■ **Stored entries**
[Start of section]

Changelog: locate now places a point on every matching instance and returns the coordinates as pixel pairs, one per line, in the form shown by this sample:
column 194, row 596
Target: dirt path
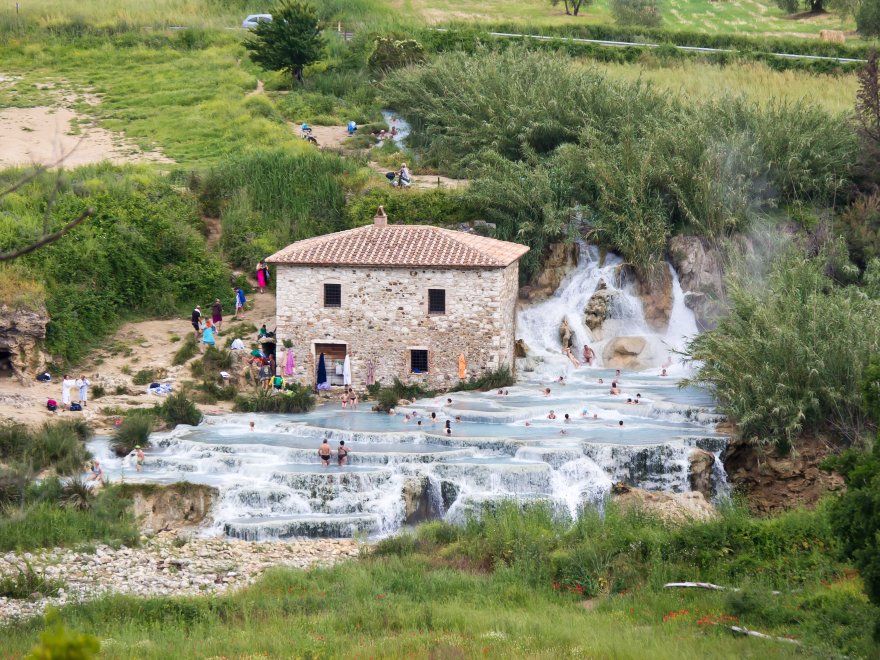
column 334, row 138
column 52, row 136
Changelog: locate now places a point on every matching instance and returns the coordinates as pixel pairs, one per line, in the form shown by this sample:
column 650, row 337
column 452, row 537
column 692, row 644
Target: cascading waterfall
column 504, row 446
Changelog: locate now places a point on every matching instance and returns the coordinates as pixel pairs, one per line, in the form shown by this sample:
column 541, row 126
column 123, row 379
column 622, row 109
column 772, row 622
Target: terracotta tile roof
column 401, row 246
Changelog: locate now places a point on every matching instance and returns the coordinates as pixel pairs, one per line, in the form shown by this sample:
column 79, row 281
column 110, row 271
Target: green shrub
column 569, row 157
column 44, row 524
column 501, row 377
column 213, row 361
column 177, row 409
column 188, row 350
column 388, row 397
column 270, row 198
column 790, row 355
column 147, row 376
column 299, row 399
column 135, row 430
column 23, row 584
column 141, row 253
column 389, row 53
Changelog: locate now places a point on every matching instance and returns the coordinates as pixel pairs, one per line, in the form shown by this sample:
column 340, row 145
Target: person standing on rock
column 342, row 453
column 217, row 314
column 66, row 384
column 240, row 300
column 324, row 453
column 196, row 320
column 83, row 384
column 262, row 275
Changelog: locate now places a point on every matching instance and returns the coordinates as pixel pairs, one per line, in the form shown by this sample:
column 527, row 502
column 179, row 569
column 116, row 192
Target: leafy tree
column 813, row 6
column 389, row 54
column 572, row 7
column 856, row 514
column 637, row 12
column 290, row 41
column 868, row 19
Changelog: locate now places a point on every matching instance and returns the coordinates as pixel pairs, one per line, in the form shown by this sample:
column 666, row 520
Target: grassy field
column 736, row 16
column 520, row 585
column 733, row 16
column 755, row 81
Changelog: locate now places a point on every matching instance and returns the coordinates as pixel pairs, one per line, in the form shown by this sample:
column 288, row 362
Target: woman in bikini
column 324, row 453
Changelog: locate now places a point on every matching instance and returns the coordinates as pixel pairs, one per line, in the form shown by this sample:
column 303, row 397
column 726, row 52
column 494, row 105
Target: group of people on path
column 68, row 384
column 208, row 328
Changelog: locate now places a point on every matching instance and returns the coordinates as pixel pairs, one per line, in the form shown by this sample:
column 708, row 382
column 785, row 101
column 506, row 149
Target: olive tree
column 290, row 41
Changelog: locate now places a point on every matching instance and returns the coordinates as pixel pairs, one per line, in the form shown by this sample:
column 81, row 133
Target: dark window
column 332, row 295
column 418, row 361
column 436, row 301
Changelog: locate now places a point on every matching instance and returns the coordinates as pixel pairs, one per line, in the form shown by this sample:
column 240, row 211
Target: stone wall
column 384, row 314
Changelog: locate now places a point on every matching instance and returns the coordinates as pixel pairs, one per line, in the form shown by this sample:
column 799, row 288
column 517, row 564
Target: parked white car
column 254, row 19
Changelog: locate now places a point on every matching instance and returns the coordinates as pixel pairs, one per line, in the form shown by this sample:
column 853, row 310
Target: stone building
column 408, row 298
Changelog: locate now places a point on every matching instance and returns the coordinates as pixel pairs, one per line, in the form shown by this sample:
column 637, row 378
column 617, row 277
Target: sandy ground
column 43, row 136
column 334, row 137
column 146, row 344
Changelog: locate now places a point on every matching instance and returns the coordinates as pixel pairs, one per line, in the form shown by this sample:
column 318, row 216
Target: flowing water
column 502, row 446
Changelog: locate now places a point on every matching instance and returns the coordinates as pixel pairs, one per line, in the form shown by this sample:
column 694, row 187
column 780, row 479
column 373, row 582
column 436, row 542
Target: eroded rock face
column 598, row 309
column 701, row 463
column 700, row 273
column 672, row 507
column 175, row 506
column 655, row 294
column 560, row 259
column 21, row 335
column 627, row 353
column 773, row 483
column 565, row 334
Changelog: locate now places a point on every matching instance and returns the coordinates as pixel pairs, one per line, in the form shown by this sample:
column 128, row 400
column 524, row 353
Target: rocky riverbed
column 165, row 565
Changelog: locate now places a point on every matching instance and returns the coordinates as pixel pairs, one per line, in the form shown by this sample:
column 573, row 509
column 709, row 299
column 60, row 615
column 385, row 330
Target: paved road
column 698, row 49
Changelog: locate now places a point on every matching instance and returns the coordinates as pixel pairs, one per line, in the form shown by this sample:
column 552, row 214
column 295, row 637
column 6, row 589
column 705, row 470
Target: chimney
column 380, row 219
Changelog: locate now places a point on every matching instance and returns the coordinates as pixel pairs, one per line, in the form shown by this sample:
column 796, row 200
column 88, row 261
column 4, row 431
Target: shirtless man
column 324, row 453
column 342, row 453
column 589, row 355
column 567, row 352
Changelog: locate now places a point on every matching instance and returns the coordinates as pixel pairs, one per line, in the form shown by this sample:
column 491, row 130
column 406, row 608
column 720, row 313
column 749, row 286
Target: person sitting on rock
column 567, row 352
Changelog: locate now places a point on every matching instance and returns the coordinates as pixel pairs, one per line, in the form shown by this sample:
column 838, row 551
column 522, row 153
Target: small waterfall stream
column 503, row 446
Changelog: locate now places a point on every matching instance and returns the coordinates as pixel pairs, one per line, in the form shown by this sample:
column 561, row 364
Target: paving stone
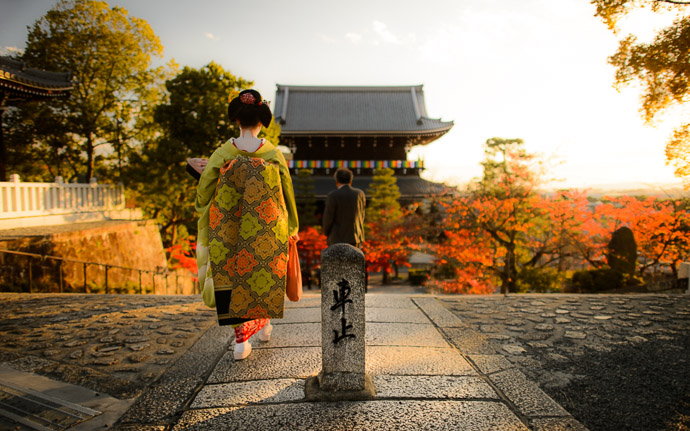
column 389, row 301
column 308, row 300
column 513, row 349
column 438, row 313
column 469, row 341
column 356, row 416
column 527, row 397
column 263, row 364
column 403, row 334
column 257, row 391
column 299, row 315
column 395, row 315
column 432, row 387
column 293, row 335
column 170, row 392
column 557, row 424
column 489, row 364
column 417, row 361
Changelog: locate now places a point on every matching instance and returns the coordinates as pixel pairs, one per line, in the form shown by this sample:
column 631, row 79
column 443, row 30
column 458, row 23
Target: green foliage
column 418, row 277
column 193, row 123
column 194, row 118
column 384, row 192
column 507, row 169
column 622, row 256
column 598, row 280
column 306, row 198
column 109, row 54
column 535, row 279
column 660, row 66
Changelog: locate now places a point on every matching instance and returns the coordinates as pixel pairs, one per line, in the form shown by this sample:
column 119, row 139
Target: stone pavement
column 170, row 366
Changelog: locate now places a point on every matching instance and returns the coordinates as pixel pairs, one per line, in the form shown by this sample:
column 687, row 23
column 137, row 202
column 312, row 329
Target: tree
column 193, row 123
column 109, row 54
column 502, row 204
column 661, row 229
column 384, row 194
column 383, row 248
column 661, row 67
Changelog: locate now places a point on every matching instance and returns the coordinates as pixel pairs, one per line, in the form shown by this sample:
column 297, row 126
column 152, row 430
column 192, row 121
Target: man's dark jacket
column 343, row 218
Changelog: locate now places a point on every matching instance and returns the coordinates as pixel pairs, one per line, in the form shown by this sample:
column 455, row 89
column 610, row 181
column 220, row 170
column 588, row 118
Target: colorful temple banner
column 355, row 164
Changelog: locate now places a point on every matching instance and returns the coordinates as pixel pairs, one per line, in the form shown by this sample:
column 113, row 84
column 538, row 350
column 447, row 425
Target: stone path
column 422, row 381
column 117, row 344
column 564, row 328
column 438, row 362
column 613, row 361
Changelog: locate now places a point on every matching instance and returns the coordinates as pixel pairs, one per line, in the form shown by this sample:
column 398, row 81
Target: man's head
column 343, row 176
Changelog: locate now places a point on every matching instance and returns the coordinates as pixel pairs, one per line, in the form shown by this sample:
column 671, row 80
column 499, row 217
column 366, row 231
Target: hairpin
column 247, row 99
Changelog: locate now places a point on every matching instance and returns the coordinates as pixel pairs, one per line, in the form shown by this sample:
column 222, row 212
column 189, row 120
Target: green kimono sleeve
column 288, row 194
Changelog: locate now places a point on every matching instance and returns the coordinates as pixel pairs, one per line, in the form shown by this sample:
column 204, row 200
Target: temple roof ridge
column 335, row 109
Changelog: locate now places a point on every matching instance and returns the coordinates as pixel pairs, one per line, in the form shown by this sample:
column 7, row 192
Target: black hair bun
column 250, row 109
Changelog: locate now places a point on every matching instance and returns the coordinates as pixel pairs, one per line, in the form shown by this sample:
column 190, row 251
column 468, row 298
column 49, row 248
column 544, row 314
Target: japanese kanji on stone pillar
column 343, row 331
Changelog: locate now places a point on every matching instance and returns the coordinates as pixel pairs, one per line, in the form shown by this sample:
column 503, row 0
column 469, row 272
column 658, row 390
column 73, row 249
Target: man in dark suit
column 343, row 218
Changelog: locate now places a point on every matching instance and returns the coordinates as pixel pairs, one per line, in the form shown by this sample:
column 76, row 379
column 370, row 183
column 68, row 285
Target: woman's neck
column 248, row 140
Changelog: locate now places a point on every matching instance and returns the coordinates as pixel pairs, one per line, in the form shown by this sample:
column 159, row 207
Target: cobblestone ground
column 614, row 362
column 115, row 344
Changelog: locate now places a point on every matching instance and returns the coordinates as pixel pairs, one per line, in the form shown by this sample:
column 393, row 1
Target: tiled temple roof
column 411, row 187
column 354, row 110
column 20, row 82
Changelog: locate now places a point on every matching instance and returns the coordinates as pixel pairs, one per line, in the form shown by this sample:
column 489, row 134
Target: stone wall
column 131, row 244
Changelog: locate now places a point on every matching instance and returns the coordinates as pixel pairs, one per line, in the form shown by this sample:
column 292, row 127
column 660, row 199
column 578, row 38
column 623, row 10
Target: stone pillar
column 343, row 332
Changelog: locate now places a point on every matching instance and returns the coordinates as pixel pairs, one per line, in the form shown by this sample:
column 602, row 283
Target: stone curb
column 159, row 403
column 529, row 402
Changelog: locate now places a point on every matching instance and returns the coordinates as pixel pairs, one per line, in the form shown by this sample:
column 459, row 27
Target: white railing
column 18, row 199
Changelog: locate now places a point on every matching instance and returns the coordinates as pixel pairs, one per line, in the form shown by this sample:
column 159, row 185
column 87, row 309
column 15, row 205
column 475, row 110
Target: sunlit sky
column 530, row 69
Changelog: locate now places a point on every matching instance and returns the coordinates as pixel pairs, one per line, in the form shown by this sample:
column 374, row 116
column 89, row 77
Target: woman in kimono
column 218, row 278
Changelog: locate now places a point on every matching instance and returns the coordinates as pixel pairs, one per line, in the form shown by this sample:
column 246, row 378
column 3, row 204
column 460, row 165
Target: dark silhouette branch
column 680, row 2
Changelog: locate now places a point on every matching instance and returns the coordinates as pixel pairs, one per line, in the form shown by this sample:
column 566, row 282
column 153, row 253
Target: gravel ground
column 614, row 362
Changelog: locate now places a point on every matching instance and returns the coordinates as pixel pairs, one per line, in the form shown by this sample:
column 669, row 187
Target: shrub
column 541, row 280
column 418, row 277
column 598, row 280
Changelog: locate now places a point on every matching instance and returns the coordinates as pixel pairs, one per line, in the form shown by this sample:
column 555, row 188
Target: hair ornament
column 248, row 98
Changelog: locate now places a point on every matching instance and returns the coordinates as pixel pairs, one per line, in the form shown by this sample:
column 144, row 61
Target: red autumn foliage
column 309, row 247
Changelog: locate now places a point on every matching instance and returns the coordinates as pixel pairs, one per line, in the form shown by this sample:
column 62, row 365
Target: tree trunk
column 89, row 158
column 510, row 271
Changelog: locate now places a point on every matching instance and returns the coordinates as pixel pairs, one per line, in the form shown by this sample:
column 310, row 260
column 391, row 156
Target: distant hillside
column 675, row 190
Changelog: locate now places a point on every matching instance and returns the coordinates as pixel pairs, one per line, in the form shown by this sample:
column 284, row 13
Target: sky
column 530, row 69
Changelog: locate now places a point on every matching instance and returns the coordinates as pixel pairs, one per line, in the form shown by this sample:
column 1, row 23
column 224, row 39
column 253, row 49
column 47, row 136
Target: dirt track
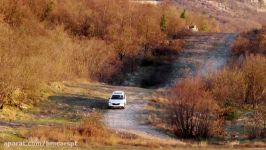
column 202, row 54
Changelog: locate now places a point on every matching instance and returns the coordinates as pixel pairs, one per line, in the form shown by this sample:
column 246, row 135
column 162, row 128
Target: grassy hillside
column 44, row 41
column 233, row 15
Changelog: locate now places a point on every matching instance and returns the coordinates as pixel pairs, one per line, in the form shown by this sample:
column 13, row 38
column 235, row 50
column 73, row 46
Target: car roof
column 119, row 92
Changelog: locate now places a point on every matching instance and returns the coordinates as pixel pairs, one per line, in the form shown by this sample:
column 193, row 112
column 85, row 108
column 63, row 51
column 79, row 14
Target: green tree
column 163, row 23
column 184, row 14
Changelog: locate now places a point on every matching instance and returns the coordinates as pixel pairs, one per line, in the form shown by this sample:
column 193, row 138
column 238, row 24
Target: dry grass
column 252, row 42
column 50, row 40
column 89, row 131
column 244, row 85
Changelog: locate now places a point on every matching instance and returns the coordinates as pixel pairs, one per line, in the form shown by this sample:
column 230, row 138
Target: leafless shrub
column 192, row 111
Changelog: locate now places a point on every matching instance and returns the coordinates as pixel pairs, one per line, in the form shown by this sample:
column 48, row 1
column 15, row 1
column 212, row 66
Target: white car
column 118, row 100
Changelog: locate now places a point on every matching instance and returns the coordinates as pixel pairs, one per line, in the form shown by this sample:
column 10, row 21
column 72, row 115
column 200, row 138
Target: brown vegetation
column 192, row 111
column 50, row 40
column 90, row 131
column 244, row 85
column 252, row 42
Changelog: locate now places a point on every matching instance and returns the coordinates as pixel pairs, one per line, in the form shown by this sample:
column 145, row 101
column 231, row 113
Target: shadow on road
column 81, row 100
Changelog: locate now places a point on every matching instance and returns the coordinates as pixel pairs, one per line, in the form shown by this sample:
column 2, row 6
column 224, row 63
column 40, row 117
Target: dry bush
column 192, row 111
column 52, row 40
column 90, row 131
column 244, row 85
column 252, row 42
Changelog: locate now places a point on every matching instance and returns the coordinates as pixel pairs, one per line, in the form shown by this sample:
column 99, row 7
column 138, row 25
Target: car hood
column 115, row 100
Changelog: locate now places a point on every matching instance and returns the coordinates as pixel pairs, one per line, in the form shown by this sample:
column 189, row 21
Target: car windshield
column 117, row 97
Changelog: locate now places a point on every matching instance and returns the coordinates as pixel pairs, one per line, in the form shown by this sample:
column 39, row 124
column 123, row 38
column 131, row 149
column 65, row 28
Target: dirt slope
column 203, row 53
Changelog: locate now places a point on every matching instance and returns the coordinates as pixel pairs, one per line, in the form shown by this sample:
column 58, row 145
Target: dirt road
column 202, row 54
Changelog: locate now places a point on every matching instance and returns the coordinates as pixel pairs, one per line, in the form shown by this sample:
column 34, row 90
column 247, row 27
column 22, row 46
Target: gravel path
column 202, row 53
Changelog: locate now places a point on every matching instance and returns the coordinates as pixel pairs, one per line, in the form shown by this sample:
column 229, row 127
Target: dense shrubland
column 252, row 42
column 199, row 107
column 51, row 40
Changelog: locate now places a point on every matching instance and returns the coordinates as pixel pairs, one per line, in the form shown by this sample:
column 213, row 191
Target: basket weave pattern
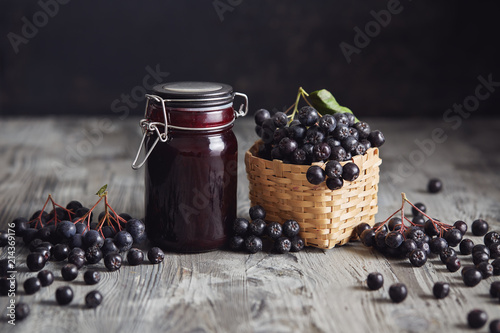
column 326, row 217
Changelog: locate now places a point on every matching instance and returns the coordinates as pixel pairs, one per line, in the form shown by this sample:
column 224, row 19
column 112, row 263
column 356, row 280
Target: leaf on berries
column 323, row 101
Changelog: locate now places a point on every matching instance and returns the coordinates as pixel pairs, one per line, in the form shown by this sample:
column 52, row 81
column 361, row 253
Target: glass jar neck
column 192, row 118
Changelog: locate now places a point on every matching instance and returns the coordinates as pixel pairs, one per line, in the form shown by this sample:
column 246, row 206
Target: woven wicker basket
column 326, row 218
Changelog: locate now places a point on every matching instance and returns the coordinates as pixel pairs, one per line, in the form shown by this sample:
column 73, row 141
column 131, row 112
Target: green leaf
column 323, row 101
column 102, row 190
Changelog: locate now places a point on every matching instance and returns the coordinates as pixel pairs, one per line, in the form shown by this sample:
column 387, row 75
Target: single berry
column 64, row 295
column 92, row 277
column 113, row 261
column 283, row 245
column 253, row 244
column 155, row 255
column 274, row 230
column 491, row 238
column 69, row 272
column 441, row 289
column 375, row 281
column 453, row 237
column 479, row 227
column 22, row 311
column 471, row 277
column 477, row 318
column 32, row 285
column 418, row 257
column 466, row 246
column 93, row 255
column 257, row 227
column 453, row 264
column 240, row 226
column 46, row 278
column 93, row 299
column 135, row 256
column 398, row 292
column 315, row 175
column 290, row 228
column 257, row 212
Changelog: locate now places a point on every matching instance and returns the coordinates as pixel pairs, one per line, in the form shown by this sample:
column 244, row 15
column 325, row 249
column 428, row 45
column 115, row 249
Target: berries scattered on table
column 64, row 295
column 93, row 299
column 477, row 318
column 251, row 236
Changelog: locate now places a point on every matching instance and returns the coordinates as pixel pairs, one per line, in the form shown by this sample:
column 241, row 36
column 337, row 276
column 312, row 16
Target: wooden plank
column 221, row 291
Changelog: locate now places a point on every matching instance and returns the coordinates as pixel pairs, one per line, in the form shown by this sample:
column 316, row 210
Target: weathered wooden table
column 221, row 291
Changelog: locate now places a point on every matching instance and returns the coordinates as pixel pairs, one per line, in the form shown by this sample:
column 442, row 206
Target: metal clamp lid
column 149, row 127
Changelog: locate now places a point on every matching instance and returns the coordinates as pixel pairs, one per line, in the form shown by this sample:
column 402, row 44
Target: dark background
column 91, row 52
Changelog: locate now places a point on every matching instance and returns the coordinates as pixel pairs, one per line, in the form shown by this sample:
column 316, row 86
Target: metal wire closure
column 149, row 127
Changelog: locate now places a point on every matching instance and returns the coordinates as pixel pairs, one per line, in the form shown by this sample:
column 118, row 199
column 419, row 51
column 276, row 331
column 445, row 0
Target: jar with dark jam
column 191, row 165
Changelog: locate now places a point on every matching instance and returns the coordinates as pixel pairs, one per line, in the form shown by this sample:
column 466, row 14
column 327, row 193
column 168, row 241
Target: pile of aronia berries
column 249, row 235
column 424, row 237
column 305, row 137
column 68, row 237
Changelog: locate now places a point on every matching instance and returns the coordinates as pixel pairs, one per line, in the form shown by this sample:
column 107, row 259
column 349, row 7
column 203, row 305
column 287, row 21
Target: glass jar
column 191, row 165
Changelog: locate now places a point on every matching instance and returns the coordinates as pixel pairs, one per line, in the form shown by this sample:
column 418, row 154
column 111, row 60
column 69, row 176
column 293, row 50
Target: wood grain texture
column 221, row 291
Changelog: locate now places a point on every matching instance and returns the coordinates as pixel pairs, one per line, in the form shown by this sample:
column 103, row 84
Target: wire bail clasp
column 149, row 127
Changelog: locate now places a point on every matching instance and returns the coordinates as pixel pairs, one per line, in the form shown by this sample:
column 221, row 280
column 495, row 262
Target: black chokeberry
column 64, row 295
column 92, row 277
column 46, row 278
column 93, row 299
column 441, row 289
column 466, row 246
column 479, row 227
column 156, row 255
column 491, row 237
column 135, row 256
column 418, row 257
column 375, row 281
column 253, row 244
column 290, row 228
column 315, row 175
column 113, row 261
column 282, row 245
column 435, row 185
column 274, row 230
column 398, row 292
column 69, row 272
column 477, row 318
column 257, row 227
column 471, row 276
column 32, row 285
column 350, row 171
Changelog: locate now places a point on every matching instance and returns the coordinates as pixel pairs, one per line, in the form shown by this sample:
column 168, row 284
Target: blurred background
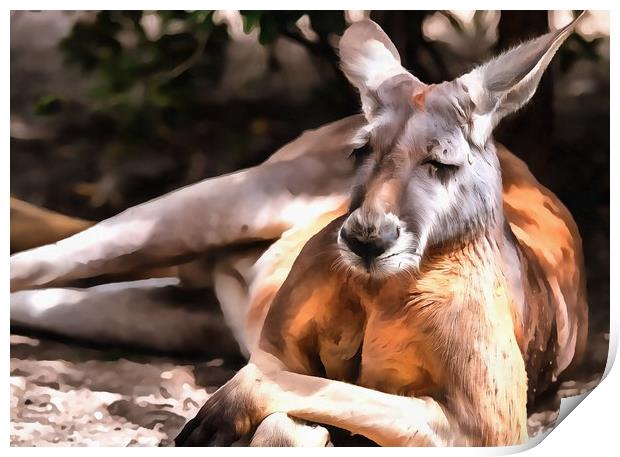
column 109, row 109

[End of section]

■ **DIRECTIONS FOR THIS TASK**
Look above for the line that contains "column 327, row 193". Starting there, transcribe every line exactly until you have copied the line that contains "column 103, row 84".

■ **EXERCISE SOLUTION**
column 327, row 193
column 168, row 241
Target: pile of aronia berries
column 249, row 235
column 424, row 237
column 305, row 137
column 68, row 237
Changelog: locate now places a point on every matching instance and returns the coordinates as pixel pairs, one per line, in the form shown by this sample:
column 107, row 259
column 349, row 7
column 203, row 305
column 287, row 21
Target: glass jar
column 191, row 165
Changelog: locate now places a point on every matching instance and returns the coordinates as pixel pairs, one per line, in the form shown by this sample:
column 418, row 154
column 111, row 60
column 69, row 176
column 293, row 50
Target: wood grain texture
column 221, row 291
Changelog: locate now places a point on every matching instance and returns the coordinates as pixel pairs, one per line, in the form shown by this sample:
column 103, row 84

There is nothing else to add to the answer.